## Problem to solve:
Print the data exactly. Omit the pictures.

== Available data ==

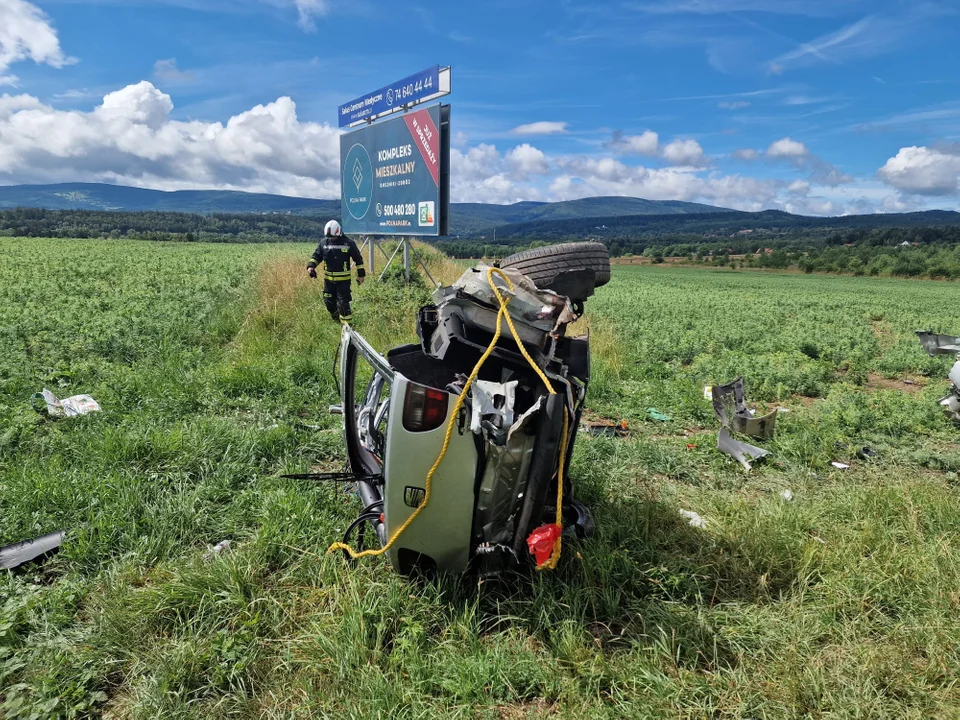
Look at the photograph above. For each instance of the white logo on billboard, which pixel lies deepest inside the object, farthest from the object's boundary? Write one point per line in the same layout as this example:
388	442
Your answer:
357	174
426	214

===

## Problem solution:
Look at the photograph above. For each instance of the white logo on billboard, which pixel lies deepest inside the object, farthest from the object's boundary? Write one point per line in the same layout as this example:
388	442
Your answer:
357	174
426	214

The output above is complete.